Extract
+--

First, write a Scheme procedure (expr-compare x y) that implements the specification described above. Your implementation must be free of side effects; for example you cannot use the set! special form. Returned values should share storage with arguments when possible; they should not copy their arguments.

The output expression should use if expressions and identifiers containing ! to represent differences whenever the two input expressions disagree, attempting to minimize the size of the subexpressions under the generated ifs. As a special case, it should use % to represent a subexpression that is #t in LDA's version and #f in SVM's version, and should use (not %) to represent the reverse situation. Here are some examples and what they should evaluate to.

(expr-compare 12 12)  ⇒  12
(expr-compare 12 20)  ⇒  (if % 12 20)
(expr-compare #t #t)  ⇒  #t
(expr-compare #f #f)  ⇒  #f
(expr-compare #t #f)  ⇒  %
(expr-compare #f #t)  ⇒  (not %)

+--

The data
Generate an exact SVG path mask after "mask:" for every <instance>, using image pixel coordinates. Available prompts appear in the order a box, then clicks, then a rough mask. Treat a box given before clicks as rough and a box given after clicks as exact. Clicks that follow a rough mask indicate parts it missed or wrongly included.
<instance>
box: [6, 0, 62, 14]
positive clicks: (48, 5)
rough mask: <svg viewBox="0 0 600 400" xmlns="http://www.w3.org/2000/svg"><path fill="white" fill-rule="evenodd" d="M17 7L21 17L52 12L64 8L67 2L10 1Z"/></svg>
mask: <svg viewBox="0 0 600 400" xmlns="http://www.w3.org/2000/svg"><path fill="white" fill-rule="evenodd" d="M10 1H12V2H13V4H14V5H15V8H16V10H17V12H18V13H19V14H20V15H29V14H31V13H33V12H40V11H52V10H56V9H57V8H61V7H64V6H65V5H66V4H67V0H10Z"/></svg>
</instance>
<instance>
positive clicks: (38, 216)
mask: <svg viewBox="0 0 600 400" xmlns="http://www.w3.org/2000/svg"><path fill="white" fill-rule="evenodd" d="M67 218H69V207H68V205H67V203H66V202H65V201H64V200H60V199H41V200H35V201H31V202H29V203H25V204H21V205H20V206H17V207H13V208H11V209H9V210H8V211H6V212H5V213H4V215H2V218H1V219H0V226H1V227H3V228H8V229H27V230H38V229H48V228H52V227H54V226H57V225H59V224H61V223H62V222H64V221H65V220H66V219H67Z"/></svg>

+--

Tasks to carry out
#1 Quote the expr-compare text from "First, write a" up to and including "should evaluate to.".
#2 According to the expr-compare text, which special form is an implementation forbidden to use?
#3 Carry on the expr-compare text from the point where it stops.

Answers in order
#1
First, write a Scheme procedure (expr-compare x y) that implements the specification described above. Your implementation must be free of side effects; for example you cannot use the set! special form. Returned values should share storage with arguments when possible; they should not copy their arguments.

The output expression should use if expressions and identifiers containing ! to represent differences whenever the two input expressions disagree, attempting to minimize the size of the subexpressions under the generated ifs. As a special case, it should use % to represent a subexpression that is #t in LDA's version and #f in SVM's version, and should use (not %) to represent the reverse situation. Here are some examples and what they should evaluate to.

#2 The set! special form.

#3
(expr-compare 'a '(cons a b))  ⇒  (if % a (cons a b))
(expr-compare '(cons a b) '(cons a b))  ⇒  (cons a b)
(expr-compare '(cons a lambda) '(cons a λ))  ⇒  (cons a (if % lambda λ))
(expr-compare '(cons (cons a b) (cons b c))
              '(cons (cons a c) (cons a c)))
  ⇒ (cons (cons a (if % b c)) (cons (if % b a) c))
(expr-compare '(cons a b) '(list a b))  ⇒  ((if % cons list) a b)
(expr-compare '(list) '(list a))  ⇒  (if % (list) (list a))
(expr-compare ''(a b) ''(a c))  ⇒  (if % '(a b) '(a c))
(expr-compare '(quote (a b)) '(quote (a c)))  ⇒  (if % '(a b) '(a c))
(expr-compare '(quoth (a b)) '(quoth (a c)))  ⇒  (quoth (a (if % b c)))
(expr-compare '(if x y z) '(if x z z))  ⇒  (if x (if % y z) z)
(expr-compare '(if x y z) '(g x y z))
  ⇒ (if % (if x y z) (g x y z))
(expr-compare '((lambda (a) (f a)) 1) '((lambda (a) (g a)) 2))
  ⇒ ((lambda (a) ((if % f g) a)) (if % 1 2))
(expr-compare '((lambda (a) (f a)) 1) '((λ (a) (g a)) 2))
  ⇒ ((λ (a) ((if % f g) a)) (if % 1 2))
(expr-compare '((lambda (a) a) c) '((lambda (b) b) d))
  ⇒ ((lambda (a!b) a!b) (if % c d))
(expr-compare ''((λ (a) a) c) ''((lambda (b) b) d))
  ⇒ (if % '((λ (a) a) c) '((lambda (b) b) d))
(expr-compare '(+ #f ((λ (a b) (f a b)) 1 2))
              '(+ #t ((lambda (a c) (f a c)) 1 2)))
  ⇒ (+
     (not %)
     ((λ (a b!c) (f a b!c)) 1 2))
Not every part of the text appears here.